:: Exercise requirements ::
Pull out every line of the data below that contains the word "shorebird", and copy each one in full.

----

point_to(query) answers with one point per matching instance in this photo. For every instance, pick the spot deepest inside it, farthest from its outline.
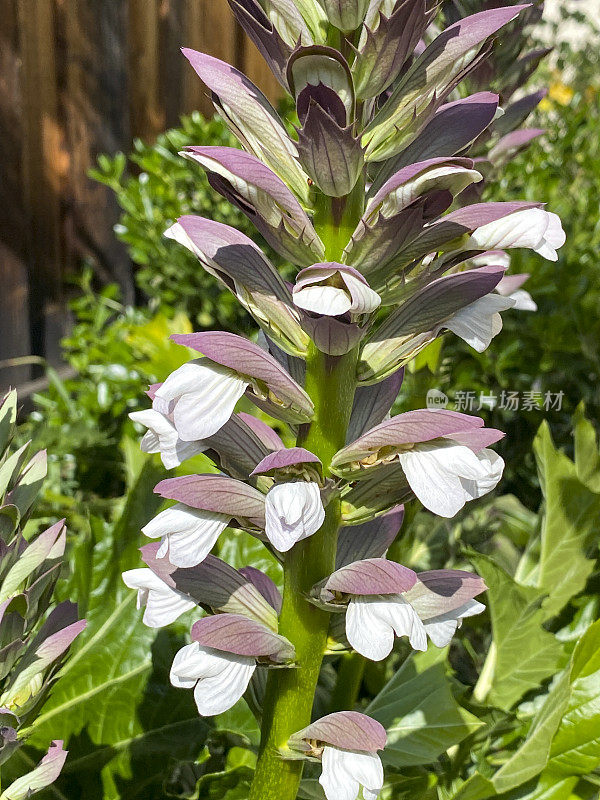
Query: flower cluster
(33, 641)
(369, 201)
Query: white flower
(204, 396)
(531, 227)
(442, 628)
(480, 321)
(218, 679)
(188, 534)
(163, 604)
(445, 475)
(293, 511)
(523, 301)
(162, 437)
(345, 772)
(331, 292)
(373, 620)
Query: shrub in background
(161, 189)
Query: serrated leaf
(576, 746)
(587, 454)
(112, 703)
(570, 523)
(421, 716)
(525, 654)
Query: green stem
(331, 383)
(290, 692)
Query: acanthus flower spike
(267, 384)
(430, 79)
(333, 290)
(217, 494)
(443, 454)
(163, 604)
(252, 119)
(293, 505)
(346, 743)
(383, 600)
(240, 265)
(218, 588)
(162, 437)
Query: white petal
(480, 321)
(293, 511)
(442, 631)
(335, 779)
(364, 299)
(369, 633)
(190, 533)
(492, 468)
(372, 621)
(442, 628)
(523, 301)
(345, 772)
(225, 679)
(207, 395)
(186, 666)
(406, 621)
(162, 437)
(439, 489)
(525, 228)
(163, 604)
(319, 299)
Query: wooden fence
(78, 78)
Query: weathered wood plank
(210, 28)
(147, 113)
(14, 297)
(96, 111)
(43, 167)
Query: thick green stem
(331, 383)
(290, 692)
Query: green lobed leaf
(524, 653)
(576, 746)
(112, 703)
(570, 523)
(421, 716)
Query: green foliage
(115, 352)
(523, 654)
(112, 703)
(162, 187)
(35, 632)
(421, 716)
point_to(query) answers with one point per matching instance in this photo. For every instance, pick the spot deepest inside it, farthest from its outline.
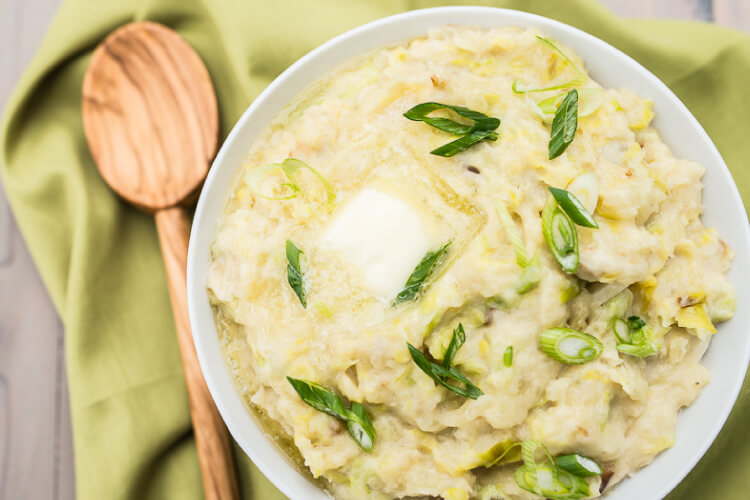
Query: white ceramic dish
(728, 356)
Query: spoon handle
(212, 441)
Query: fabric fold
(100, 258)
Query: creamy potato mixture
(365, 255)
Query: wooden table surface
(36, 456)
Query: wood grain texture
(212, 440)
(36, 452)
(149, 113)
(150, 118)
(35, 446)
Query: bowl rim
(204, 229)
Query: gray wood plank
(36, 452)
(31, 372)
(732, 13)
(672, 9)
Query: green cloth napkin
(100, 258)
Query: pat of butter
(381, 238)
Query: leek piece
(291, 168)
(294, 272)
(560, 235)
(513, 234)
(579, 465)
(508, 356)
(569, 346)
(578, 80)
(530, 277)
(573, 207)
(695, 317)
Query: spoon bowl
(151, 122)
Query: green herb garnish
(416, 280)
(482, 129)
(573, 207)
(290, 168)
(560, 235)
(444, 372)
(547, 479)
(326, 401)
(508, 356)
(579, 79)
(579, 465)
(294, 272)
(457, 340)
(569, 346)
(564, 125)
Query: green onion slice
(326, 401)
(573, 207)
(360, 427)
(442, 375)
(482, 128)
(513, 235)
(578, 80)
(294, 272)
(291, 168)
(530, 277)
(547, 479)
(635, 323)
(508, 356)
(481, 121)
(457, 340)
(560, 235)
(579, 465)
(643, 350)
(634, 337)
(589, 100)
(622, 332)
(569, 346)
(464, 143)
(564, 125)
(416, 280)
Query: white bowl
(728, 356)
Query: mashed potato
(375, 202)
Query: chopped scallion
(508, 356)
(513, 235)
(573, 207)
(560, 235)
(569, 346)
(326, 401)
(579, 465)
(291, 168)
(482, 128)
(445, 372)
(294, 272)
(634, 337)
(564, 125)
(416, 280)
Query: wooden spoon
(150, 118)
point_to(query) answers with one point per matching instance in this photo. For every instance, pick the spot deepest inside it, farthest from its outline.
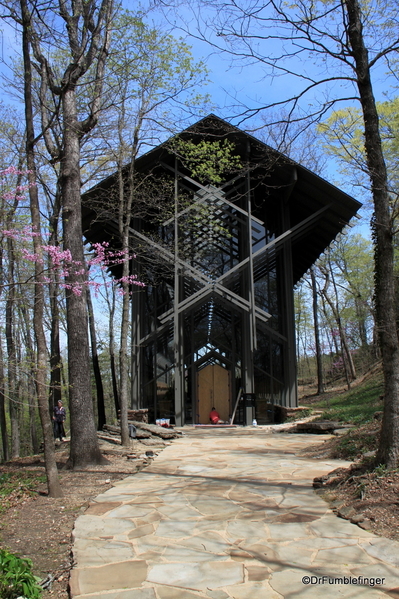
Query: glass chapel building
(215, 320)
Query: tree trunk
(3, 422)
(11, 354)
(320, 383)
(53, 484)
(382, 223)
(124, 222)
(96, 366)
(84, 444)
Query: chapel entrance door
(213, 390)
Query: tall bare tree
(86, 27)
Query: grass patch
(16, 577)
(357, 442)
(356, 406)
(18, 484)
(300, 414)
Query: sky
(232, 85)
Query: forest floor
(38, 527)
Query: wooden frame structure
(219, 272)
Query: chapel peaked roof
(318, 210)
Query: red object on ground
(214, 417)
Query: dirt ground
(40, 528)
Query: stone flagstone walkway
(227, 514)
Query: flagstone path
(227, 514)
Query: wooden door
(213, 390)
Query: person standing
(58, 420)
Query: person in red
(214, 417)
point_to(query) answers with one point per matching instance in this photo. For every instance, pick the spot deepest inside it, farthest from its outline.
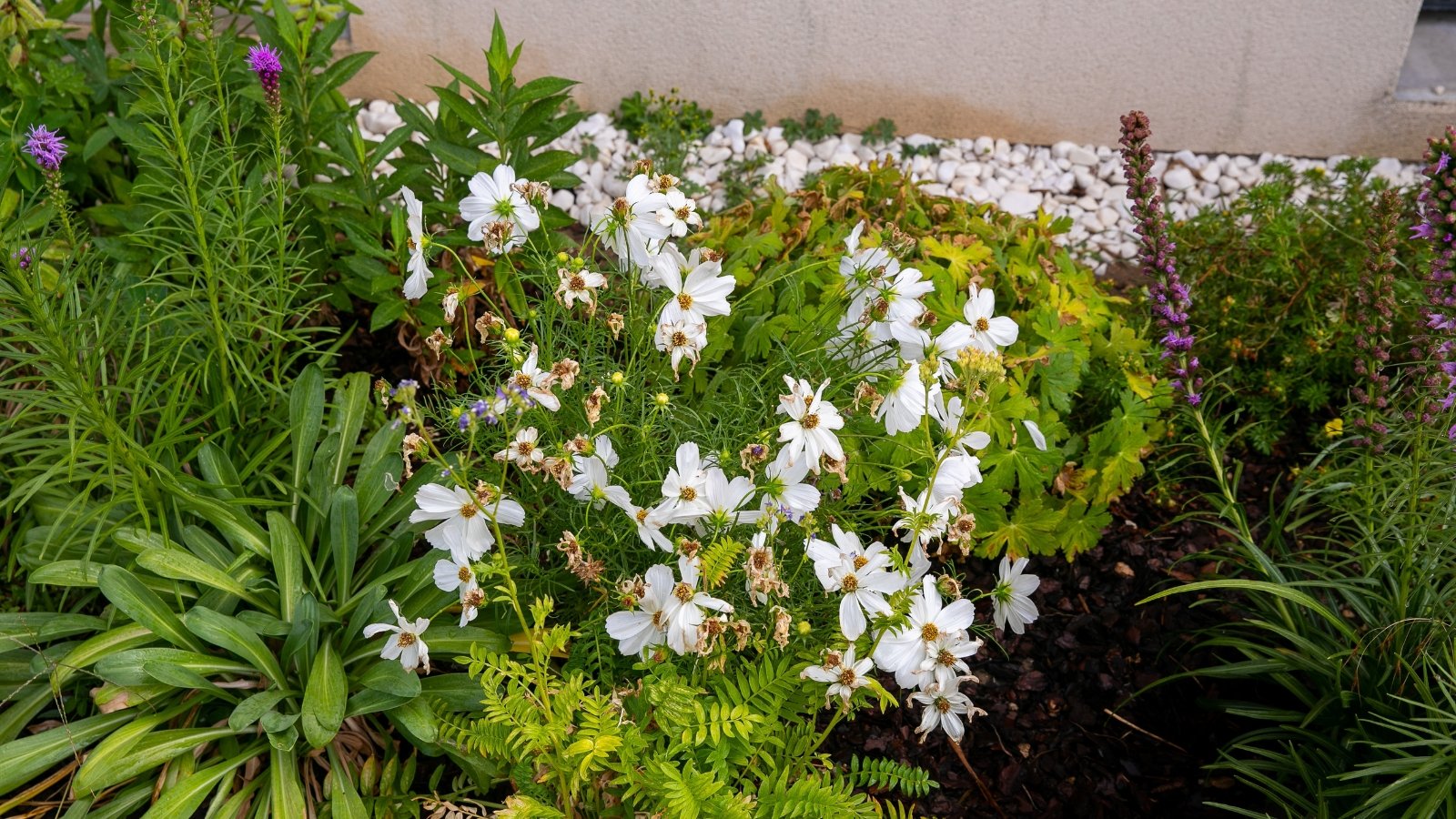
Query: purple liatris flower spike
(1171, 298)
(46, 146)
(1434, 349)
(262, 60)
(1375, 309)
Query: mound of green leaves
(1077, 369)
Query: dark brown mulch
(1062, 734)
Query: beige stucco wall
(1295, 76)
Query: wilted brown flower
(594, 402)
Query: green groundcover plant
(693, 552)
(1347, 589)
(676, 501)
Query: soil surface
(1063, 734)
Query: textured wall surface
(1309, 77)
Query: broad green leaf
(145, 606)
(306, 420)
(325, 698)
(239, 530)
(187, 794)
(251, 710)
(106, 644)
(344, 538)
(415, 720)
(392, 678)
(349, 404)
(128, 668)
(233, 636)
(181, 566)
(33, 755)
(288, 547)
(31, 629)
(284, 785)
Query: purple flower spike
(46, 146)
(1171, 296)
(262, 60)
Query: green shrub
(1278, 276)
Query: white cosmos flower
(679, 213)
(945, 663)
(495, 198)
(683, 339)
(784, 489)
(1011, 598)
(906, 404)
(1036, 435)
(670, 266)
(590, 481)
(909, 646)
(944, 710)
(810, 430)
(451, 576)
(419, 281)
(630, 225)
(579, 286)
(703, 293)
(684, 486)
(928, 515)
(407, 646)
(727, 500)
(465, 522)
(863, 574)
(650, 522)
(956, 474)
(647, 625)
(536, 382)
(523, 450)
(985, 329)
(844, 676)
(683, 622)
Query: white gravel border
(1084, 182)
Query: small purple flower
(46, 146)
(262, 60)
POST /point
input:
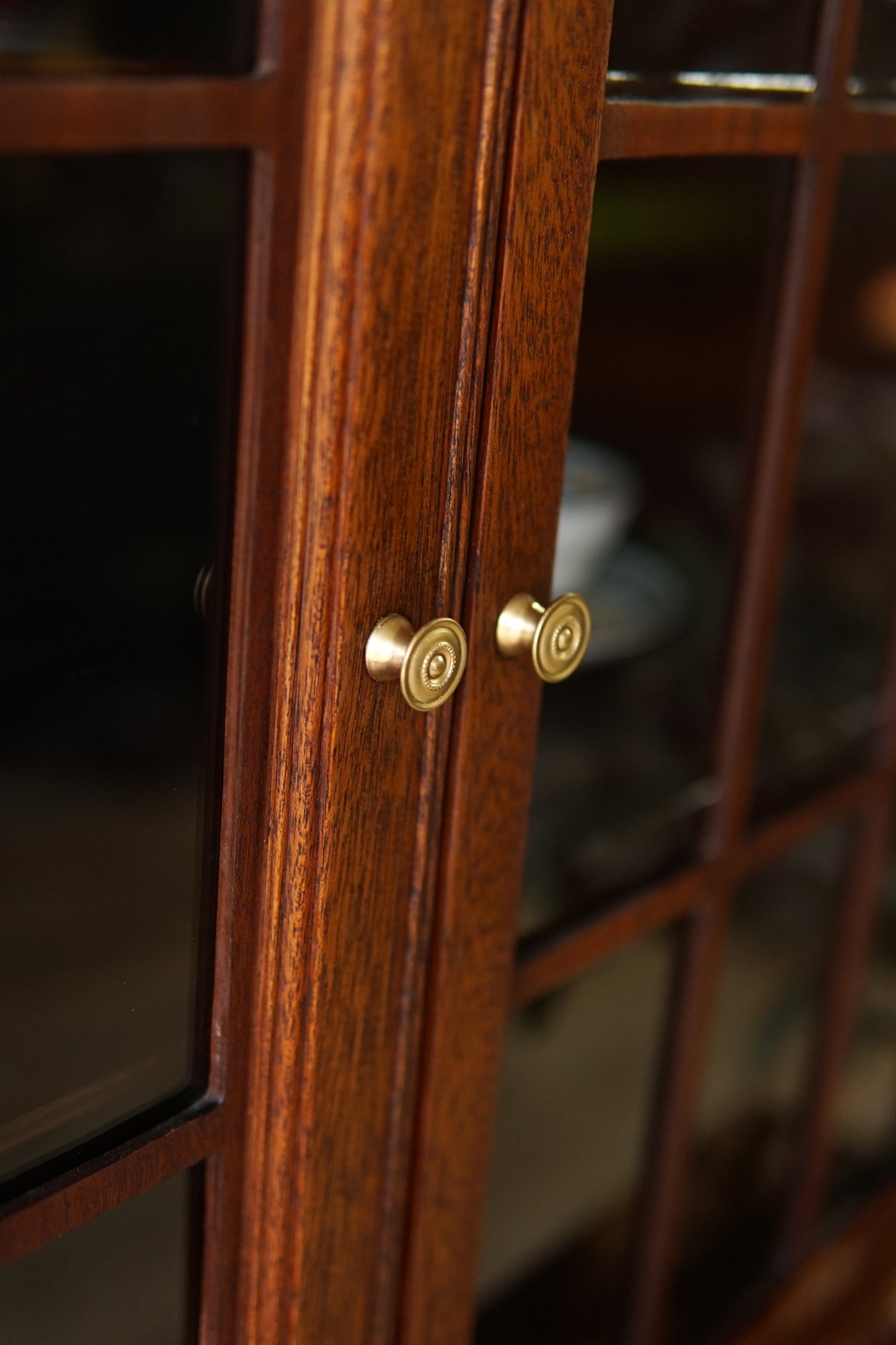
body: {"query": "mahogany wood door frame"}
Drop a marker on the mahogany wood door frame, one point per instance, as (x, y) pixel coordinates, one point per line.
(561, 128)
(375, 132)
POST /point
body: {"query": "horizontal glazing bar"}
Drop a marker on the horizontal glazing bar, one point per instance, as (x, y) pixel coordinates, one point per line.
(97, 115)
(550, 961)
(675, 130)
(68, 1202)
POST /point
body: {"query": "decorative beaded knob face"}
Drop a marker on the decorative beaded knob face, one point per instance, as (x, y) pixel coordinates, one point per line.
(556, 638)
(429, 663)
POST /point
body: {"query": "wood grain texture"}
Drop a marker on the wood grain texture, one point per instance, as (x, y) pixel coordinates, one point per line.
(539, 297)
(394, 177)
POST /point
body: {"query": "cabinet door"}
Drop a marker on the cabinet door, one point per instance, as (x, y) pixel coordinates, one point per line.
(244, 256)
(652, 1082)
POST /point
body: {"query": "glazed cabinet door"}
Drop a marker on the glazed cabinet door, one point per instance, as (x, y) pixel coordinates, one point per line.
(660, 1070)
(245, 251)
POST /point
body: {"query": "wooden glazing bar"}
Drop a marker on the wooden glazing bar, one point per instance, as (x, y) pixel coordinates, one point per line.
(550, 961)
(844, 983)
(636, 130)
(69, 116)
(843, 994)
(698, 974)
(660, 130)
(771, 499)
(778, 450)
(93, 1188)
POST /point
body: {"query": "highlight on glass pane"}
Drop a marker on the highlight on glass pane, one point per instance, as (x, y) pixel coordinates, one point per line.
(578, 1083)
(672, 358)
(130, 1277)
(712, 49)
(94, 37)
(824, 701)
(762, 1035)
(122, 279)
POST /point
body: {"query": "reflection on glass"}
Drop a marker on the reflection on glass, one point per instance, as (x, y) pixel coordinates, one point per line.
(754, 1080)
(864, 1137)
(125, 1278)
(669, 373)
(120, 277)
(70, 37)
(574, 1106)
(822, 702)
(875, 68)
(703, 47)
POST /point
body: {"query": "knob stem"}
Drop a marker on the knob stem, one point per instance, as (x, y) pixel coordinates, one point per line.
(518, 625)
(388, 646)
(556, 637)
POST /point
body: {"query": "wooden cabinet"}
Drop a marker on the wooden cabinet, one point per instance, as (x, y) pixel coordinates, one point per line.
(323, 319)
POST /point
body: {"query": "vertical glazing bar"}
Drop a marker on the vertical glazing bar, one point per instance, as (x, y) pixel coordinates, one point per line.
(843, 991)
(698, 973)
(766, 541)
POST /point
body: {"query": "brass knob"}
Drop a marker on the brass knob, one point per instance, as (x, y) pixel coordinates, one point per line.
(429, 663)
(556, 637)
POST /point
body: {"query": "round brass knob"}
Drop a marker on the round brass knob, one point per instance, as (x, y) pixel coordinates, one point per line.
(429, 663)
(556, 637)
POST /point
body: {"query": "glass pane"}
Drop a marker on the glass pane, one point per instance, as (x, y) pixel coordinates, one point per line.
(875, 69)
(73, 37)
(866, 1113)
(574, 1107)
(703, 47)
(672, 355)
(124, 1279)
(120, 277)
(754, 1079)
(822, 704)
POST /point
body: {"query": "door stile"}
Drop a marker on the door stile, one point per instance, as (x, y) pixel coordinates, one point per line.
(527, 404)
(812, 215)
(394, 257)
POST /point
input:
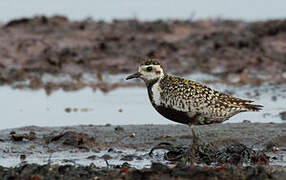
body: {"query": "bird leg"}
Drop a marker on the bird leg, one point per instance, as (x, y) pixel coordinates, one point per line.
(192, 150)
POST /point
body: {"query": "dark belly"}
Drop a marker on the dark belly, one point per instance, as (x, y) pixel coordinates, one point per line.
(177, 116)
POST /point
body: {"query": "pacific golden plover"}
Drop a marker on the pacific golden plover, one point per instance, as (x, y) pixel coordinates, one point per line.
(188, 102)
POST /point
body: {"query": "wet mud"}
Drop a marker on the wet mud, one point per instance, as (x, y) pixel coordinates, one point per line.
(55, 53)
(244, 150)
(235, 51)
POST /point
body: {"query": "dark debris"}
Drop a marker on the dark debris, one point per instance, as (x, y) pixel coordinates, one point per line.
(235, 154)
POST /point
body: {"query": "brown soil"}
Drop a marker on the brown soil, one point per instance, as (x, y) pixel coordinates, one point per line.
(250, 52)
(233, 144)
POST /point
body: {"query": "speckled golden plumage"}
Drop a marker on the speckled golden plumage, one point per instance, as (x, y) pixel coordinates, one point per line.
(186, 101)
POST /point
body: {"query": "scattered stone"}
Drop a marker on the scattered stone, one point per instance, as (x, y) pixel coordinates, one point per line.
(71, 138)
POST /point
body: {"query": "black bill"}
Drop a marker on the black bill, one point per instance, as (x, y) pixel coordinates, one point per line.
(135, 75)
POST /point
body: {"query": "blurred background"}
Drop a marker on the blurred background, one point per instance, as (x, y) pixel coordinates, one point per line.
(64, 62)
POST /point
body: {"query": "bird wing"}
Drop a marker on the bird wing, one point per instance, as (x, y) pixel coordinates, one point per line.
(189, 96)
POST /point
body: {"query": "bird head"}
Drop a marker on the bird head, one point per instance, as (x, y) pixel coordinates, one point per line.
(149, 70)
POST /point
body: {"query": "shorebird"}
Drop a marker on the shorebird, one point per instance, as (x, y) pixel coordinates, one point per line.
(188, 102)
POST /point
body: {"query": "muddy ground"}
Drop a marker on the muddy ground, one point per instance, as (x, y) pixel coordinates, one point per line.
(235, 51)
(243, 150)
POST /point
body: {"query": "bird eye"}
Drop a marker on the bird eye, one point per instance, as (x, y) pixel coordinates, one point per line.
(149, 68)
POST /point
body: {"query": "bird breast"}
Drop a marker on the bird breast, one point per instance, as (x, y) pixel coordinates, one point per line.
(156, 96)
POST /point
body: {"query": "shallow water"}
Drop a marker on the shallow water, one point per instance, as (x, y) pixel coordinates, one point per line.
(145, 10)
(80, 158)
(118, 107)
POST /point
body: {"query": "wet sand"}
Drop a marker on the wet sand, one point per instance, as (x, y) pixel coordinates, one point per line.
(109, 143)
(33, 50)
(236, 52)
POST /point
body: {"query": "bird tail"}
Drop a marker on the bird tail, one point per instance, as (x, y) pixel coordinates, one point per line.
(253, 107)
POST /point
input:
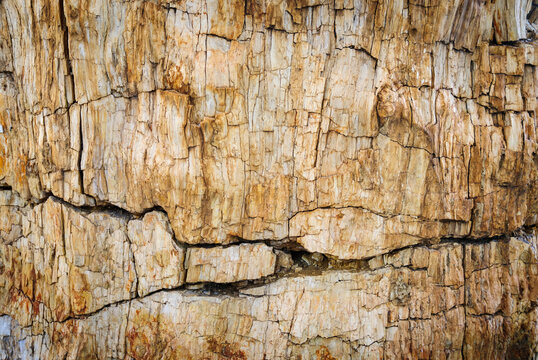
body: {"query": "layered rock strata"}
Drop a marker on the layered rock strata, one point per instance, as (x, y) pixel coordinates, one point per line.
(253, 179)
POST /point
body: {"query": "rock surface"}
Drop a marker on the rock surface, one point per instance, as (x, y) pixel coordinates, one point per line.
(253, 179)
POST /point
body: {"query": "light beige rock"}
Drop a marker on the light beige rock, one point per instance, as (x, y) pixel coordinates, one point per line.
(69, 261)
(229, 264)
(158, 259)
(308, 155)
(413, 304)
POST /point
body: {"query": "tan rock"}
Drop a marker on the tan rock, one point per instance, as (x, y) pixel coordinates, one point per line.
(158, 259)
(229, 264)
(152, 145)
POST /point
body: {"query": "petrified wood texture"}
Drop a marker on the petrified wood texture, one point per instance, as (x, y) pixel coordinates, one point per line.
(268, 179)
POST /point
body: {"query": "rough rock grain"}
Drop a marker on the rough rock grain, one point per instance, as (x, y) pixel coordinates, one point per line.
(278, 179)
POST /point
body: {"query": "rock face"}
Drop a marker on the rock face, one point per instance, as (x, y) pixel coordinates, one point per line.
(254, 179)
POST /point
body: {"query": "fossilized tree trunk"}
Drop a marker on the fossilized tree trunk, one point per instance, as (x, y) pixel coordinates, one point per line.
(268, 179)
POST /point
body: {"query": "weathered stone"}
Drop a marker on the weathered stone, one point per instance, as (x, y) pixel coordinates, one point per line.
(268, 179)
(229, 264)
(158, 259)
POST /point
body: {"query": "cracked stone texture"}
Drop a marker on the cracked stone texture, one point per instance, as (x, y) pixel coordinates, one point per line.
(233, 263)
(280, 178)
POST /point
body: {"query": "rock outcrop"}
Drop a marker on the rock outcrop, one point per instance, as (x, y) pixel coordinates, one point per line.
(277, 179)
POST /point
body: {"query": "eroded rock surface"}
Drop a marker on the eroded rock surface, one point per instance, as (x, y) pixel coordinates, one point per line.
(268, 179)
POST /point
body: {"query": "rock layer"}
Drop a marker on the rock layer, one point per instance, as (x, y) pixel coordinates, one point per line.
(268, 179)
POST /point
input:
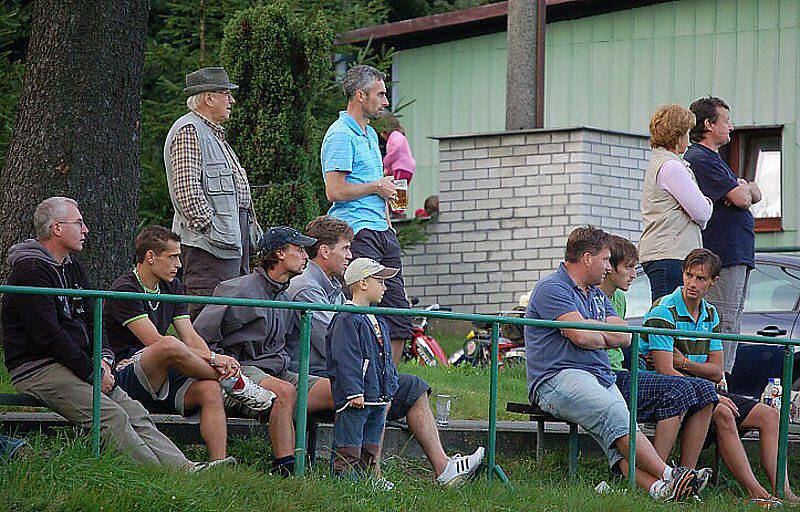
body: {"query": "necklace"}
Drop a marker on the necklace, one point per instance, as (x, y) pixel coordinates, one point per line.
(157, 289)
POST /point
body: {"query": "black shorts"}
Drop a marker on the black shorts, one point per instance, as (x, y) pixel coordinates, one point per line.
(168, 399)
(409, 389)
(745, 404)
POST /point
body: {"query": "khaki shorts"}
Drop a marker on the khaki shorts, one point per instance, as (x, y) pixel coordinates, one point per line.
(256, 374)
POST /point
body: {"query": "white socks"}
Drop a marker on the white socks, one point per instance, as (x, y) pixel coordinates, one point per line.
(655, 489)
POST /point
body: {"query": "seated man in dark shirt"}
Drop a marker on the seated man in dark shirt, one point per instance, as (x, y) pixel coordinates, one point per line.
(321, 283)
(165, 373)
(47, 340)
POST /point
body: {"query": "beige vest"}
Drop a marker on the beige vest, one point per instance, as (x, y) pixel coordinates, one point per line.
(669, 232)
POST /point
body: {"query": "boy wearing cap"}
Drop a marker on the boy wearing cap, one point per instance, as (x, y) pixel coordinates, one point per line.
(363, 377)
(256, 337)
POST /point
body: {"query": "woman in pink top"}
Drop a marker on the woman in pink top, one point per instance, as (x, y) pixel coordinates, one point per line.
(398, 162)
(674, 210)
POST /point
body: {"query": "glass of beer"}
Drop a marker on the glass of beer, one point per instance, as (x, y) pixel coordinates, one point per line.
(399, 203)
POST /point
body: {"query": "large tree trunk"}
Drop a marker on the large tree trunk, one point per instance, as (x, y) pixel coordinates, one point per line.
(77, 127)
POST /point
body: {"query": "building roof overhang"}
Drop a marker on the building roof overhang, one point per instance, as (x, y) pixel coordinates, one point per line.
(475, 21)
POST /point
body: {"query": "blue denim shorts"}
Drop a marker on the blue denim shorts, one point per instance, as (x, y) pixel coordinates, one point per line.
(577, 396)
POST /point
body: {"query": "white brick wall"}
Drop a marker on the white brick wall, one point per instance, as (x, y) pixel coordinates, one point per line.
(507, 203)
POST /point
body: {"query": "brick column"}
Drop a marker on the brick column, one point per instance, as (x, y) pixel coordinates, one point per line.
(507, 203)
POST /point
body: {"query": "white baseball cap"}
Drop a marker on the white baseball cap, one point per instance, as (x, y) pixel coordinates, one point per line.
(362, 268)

----

:: Full output ::
body: {"query": "shorebird"}
Drop a marker on the shorebird, one point per instance, as (x, y) pixel coordinates, one point per line.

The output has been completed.